### [Source data]
** start **

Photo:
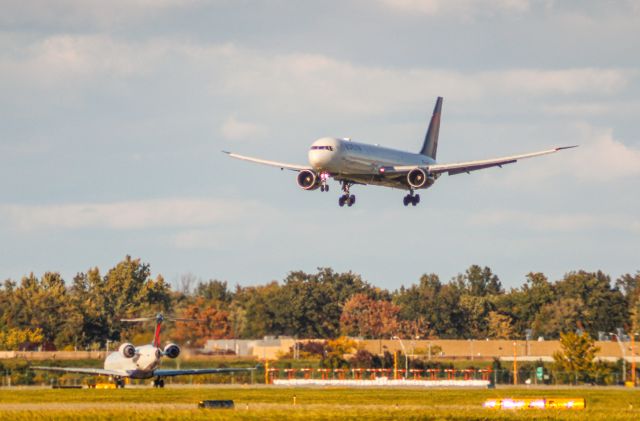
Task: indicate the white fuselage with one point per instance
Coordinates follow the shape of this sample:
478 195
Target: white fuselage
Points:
360 161
141 366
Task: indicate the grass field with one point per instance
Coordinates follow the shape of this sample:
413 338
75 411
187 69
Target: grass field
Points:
265 403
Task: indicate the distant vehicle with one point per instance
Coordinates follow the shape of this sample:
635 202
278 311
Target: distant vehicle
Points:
358 163
142 362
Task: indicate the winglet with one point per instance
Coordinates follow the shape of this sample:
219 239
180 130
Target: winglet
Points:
566 147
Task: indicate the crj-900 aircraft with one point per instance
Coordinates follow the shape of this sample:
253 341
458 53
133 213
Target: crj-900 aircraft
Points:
357 163
142 362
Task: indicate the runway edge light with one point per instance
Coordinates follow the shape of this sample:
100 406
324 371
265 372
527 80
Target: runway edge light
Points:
536 403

** end **

### [The exercise]
Copy every line of the records above word for word, leaving out the pictures.

### [Solution]
Photo:
Task: indicate the white fuselage with one point per instance
Coordinates follow the shape of this sample:
478 195
Target: white fuselage
Points:
360 161
141 366
Task: indicate the grass field with one point per instance
Coordinates follow the shape of this sample:
413 338
75 411
187 69
Target: grass field
Points:
265 403
Task: indicate the distant vehicle with one point per instance
Coordinates follow the shape of this sample:
635 202
278 311
Target: distant vehicle
Points:
358 163
142 362
Task: indicate the winglet with one point per instance
Coordinates follow the shape of this sample:
219 239
180 130
Target: winglet
Points:
566 147
Task: indicate the crj-900 aircraft with one point per instance
Coordinates follow the shape of this sample:
253 341
458 53
133 213
Target: crj-900 aircraft
Points:
357 163
142 362
Task: indicate the runway edge light with one point per instance
Coordinates follow the shape of this sample:
100 406
324 371
265 372
527 80
Target: runway edge light
Points:
536 403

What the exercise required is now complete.